== Assignment ==
The line that holds "Exercise. Point out the bird in" marks the start. Return it and each following line through the end of the data, unchanged.

(Saved entries)
━━━━━━━━━━

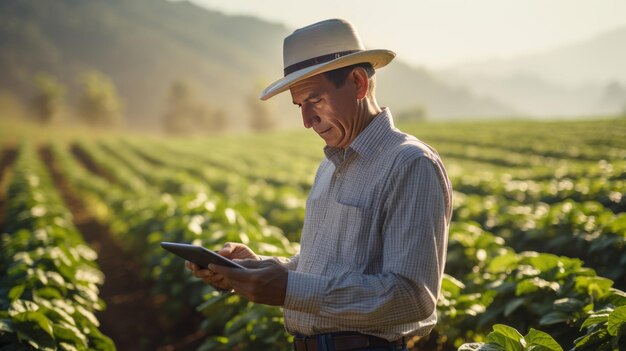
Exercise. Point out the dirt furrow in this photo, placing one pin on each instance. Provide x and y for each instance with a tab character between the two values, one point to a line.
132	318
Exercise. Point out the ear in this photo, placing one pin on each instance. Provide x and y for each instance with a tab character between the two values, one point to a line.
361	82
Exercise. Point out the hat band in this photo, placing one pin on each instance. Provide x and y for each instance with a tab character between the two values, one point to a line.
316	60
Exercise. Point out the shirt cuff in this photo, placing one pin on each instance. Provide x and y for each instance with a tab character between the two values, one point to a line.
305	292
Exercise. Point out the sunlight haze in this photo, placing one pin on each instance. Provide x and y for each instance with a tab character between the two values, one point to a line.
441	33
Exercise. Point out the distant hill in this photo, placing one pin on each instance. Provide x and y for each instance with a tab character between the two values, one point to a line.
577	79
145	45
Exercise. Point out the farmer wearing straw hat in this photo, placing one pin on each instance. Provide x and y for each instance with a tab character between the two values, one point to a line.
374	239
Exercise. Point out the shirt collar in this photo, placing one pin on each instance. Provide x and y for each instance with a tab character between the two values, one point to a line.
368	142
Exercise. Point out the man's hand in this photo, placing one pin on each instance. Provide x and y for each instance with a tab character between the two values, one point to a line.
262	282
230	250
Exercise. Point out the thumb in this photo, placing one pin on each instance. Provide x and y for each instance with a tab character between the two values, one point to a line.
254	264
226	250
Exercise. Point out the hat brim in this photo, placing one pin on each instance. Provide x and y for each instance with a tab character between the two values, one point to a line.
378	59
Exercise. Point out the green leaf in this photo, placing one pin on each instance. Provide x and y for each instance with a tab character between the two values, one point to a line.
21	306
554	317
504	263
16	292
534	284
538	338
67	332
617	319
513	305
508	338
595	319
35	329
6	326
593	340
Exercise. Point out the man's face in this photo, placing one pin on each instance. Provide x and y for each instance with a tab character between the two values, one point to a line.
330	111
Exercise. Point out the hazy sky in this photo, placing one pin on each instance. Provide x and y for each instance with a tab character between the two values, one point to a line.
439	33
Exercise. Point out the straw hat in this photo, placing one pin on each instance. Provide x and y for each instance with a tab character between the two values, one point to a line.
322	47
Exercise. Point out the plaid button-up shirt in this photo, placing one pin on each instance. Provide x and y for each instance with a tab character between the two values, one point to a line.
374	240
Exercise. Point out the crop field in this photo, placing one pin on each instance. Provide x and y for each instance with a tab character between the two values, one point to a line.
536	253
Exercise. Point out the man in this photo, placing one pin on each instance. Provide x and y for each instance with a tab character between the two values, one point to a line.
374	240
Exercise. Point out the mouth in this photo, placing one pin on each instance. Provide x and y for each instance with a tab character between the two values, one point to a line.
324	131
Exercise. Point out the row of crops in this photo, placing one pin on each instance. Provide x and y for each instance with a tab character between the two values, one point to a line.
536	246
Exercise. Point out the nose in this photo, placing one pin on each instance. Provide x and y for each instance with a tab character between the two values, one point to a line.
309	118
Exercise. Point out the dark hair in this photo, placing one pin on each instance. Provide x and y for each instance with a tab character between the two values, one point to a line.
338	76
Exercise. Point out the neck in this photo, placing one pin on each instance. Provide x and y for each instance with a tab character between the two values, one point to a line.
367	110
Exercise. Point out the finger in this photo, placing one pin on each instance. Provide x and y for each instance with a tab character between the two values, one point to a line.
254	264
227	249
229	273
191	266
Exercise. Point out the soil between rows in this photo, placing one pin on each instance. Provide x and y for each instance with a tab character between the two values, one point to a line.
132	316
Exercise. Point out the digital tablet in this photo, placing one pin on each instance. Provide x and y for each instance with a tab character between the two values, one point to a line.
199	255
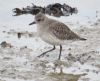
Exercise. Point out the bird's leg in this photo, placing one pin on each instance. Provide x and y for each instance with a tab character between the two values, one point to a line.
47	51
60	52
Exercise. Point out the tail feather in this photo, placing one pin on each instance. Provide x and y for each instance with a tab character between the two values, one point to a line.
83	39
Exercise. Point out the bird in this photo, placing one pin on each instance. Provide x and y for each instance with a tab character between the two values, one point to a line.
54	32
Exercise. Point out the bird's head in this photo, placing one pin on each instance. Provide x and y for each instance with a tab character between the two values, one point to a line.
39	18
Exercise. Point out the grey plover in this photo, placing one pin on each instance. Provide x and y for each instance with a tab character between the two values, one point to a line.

━━━━━━━━━━

== Result of this task ==
Exercise. Point out the bird in this photo, placing one pin on each instance. Provide x and y for each instance with a tab character between the two values, one point to a line.
54	32
Exercise. Point out the bird's head in this photo, placing one pin on each instance. Provide x and y for each instance with a tab character between the two values, one point to a line.
39	18
Exercise. Point out the grey plover in this photo, placing one pin on each instance. Provide x and y for each instance with a tab character between the two values, one point to a line.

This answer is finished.